_Problems to work on_:
#1 According to the article on the hepatology rotation study, how long was the inpatient hepatology rotation?
#2 From the article on the hepatology rotation study, write out the part that opens with the words containing "The researchers found" and closes with "the authors write.".

_Source text_:
Significant increase in mean comfort level for managing several common liver diseases
TUESDAY, Sept. 6, 2016 (HealthDay News) — A novel non-elective inpatient hepatology rotation increases knowledge of chronic liver disease (CLD) among internal medicine (IM) residents, according to a study published online Aug. 10 in Hepatology.
Adam E. Mikolajczyk, M.D., from the University of Chicago Medicine, and colleagues distributed a paper-based anonymous assessment to the inaugural 25 post-graduate year 2 and 3 IM residents before and after the two-week inpatient hepatology rotation. Validated multiple-choice questions and Likert-type questions were included in the pre- and post-rotation assessments.
The researchers found that after completion of the rotation there was a significant increase in the mean comfort level for managing several common liver diseases (cirrhosis, hepatitis B, hepatitis C, nonalcoholic steatohepatitis, and liver transplant care). A significant increase was also reported in interest in hepatology as a career (P = 0.03). The mean percentage of multiple-choice questions answered correctly was 62 and 77 percent pre- and post-test (P = 0.02).
“Our novel curriculum and non-elective hepatology rotation has effectively demonstrated improvement in IM residents’ comfort with and knowledge of CLD,” the authors write.

_Input data_:
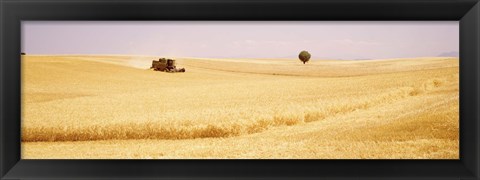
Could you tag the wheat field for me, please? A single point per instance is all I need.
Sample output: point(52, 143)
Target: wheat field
point(113, 107)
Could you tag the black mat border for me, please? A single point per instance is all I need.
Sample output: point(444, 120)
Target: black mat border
point(12, 12)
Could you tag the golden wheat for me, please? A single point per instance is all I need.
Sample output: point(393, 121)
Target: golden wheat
point(237, 108)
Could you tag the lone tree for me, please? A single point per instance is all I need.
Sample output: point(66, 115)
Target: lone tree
point(304, 56)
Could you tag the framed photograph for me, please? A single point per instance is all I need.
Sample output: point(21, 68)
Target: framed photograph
point(245, 90)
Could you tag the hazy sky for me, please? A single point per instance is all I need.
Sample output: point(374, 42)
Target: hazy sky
point(261, 39)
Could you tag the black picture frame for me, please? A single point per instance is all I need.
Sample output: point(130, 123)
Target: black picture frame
point(12, 12)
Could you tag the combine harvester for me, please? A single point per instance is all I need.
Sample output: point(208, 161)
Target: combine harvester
point(165, 65)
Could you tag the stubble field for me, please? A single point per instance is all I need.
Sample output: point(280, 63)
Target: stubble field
point(112, 107)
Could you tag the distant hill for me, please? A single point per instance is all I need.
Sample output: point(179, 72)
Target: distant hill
point(449, 54)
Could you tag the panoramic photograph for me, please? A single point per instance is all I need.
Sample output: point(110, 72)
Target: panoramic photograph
point(240, 89)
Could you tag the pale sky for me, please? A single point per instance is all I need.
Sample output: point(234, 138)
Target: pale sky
point(244, 39)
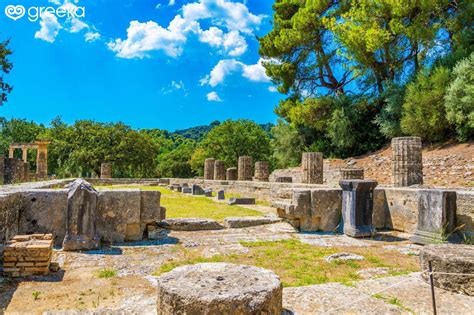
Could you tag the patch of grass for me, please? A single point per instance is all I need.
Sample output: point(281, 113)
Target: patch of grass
point(179, 205)
point(106, 273)
point(394, 301)
point(299, 264)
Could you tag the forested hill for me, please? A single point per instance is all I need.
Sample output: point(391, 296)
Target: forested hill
point(199, 132)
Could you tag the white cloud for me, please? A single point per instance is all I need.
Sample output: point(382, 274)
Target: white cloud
point(226, 67)
point(91, 37)
point(235, 15)
point(213, 97)
point(49, 28)
point(145, 37)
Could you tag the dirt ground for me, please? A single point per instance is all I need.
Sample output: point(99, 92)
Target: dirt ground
point(78, 288)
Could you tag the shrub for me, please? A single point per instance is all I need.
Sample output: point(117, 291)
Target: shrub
point(459, 99)
point(423, 112)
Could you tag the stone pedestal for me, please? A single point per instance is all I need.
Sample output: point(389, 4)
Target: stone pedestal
point(351, 173)
point(436, 216)
point(407, 164)
point(209, 168)
point(219, 288)
point(81, 233)
point(357, 206)
point(219, 170)
point(245, 168)
point(231, 173)
point(262, 171)
point(312, 164)
point(105, 170)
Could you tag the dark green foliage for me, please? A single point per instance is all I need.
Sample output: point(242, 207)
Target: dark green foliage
point(5, 67)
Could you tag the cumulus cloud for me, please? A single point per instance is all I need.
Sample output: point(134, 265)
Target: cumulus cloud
point(226, 67)
point(235, 18)
point(49, 28)
point(213, 97)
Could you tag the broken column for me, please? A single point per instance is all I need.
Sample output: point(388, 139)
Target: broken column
point(231, 173)
point(312, 164)
point(262, 171)
point(407, 164)
point(81, 218)
point(245, 168)
point(357, 206)
point(42, 159)
point(436, 216)
point(219, 288)
point(209, 168)
point(105, 170)
point(351, 173)
point(219, 170)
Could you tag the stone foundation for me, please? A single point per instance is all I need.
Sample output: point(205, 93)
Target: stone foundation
point(28, 255)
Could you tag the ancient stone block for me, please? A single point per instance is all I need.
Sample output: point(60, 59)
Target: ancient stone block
point(262, 171)
point(209, 168)
point(453, 265)
point(106, 170)
point(407, 166)
point(28, 255)
point(351, 173)
point(81, 232)
point(219, 288)
point(197, 190)
point(231, 173)
point(245, 168)
point(191, 224)
point(219, 170)
point(357, 207)
point(241, 201)
point(436, 216)
point(220, 195)
point(312, 164)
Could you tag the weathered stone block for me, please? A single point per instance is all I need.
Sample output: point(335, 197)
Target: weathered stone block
point(357, 207)
point(436, 216)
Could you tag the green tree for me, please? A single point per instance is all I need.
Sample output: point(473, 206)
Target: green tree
point(6, 67)
point(459, 99)
point(287, 144)
point(232, 139)
point(423, 112)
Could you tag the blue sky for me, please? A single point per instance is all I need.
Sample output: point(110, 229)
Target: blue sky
point(149, 63)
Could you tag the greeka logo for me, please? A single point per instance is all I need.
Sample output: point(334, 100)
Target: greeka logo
point(16, 12)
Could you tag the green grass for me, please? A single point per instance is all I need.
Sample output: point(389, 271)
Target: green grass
point(296, 263)
point(179, 205)
point(106, 273)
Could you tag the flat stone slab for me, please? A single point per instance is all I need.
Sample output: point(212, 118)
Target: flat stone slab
point(450, 258)
point(241, 201)
point(243, 222)
point(191, 224)
point(219, 288)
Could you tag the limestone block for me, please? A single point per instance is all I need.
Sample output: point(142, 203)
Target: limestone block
point(219, 288)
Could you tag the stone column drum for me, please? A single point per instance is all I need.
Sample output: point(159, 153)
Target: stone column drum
point(209, 168)
point(219, 288)
point(262, 171)
point(312, 163)
point(219, 170)
point(407, 164)
point(357, 206)
point(231, 173)
point(436, 216)
point(105, 170)
point(245, 168)
point(351, 173)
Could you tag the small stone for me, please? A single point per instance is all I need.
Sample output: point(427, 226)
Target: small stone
point(343, 257)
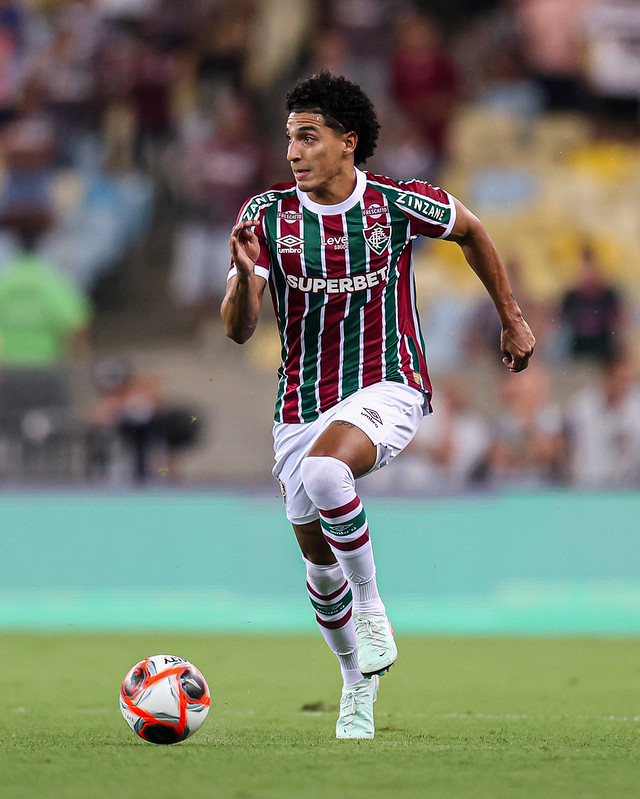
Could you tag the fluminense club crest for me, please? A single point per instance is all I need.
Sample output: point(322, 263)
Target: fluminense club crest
point(378, 237)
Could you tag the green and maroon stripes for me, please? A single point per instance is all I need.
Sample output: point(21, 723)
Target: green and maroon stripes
point(343, 289)
point(332, 610)
point(345, 528)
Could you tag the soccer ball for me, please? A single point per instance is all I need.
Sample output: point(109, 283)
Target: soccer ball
point(164, 699)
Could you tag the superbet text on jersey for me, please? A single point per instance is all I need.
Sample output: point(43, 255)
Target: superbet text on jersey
point(342, 285)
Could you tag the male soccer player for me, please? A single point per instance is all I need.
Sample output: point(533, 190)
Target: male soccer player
point(334, 245)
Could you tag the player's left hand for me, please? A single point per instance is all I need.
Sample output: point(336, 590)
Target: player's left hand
point(517, 343)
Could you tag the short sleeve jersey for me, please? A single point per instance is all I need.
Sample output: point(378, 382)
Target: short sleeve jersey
point(342, 285)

_Results of the exercise_:
#1 Two weeks.

#2
The researchers found that after completion of the rotation there was a significant increase in the mean comfort level for managing several common liver diseases (cirrhosis, hepatitis B, hepatitis C, nonalcoholic steatohepatitis, and liver transplant care). A significant increase was also reported in interest in hepatology as a career (P = 0.03). The mean percentage of multiple-choice questions answered correctly was 62 and 77 percent pre- and post-test (P = 0.02).
“Our novel curriculum and non-elective hepatology rotation has effectively demonstrated improvement in IM residents’ comfort with and knowledge of CLD,” the authors write.